#### STATED PROBLEM:
Return each line of the records below that contains the string "Target", copying every such line in full and in its original order.

#### DATA ROWS:
________________________________________
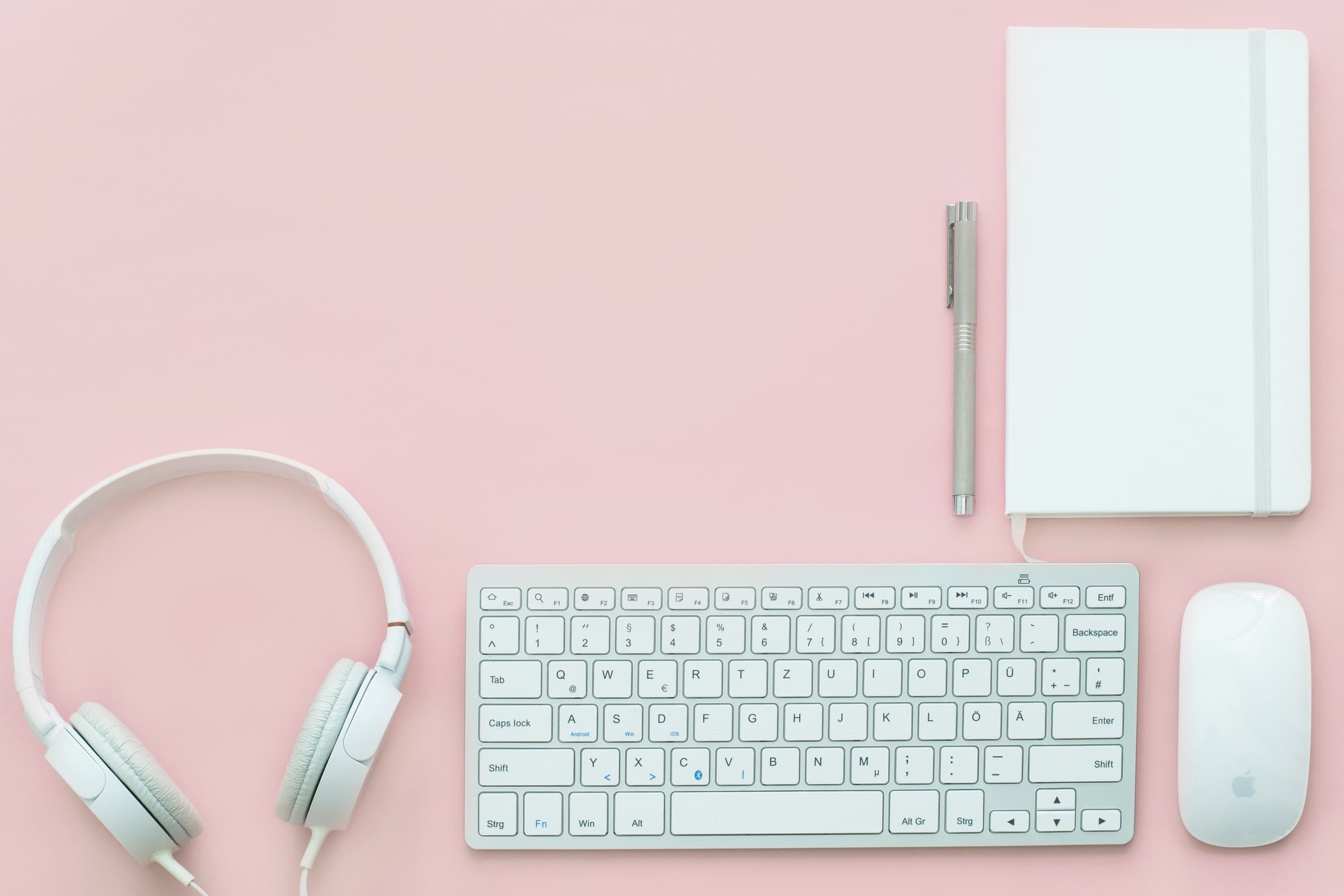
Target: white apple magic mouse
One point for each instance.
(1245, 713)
________________________________________
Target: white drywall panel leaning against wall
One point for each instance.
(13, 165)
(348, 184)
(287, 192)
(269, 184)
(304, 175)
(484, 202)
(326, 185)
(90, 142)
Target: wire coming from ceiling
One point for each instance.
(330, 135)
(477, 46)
________________________________________
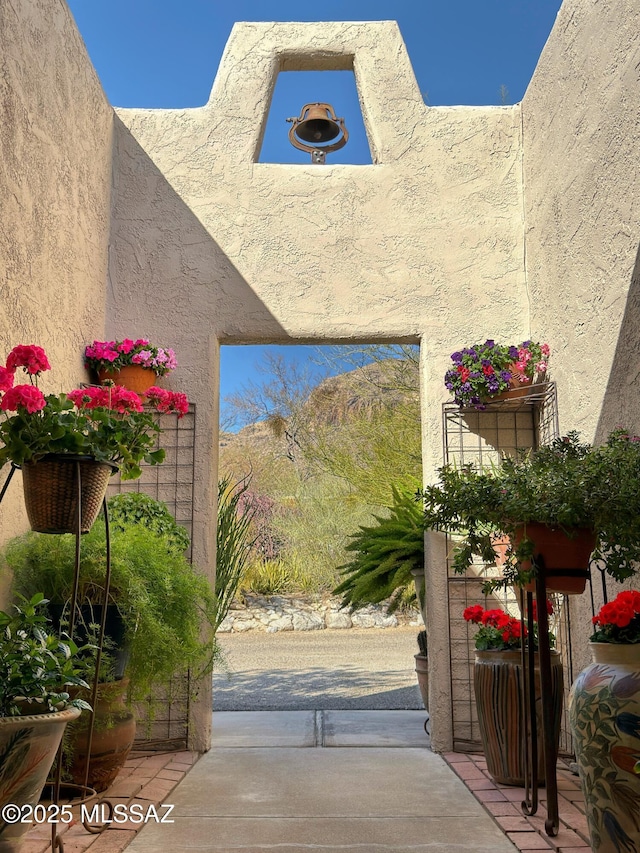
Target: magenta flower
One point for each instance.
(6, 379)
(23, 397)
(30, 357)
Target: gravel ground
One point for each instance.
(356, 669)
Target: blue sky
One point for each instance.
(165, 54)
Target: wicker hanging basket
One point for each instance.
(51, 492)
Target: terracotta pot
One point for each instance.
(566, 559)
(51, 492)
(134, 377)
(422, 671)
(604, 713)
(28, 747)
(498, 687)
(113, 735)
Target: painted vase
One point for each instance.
________________________________________
#### WORKED SOLUTION:
Target: white apple magic mouse
Target: white drywall panel leaning against wall
Target: wire coming from ceiling
Target: magenta flower
Target: gravel ground
Target: blue sky
Target: wicker hanging basket
Target: terracotta pot
Target: painted vase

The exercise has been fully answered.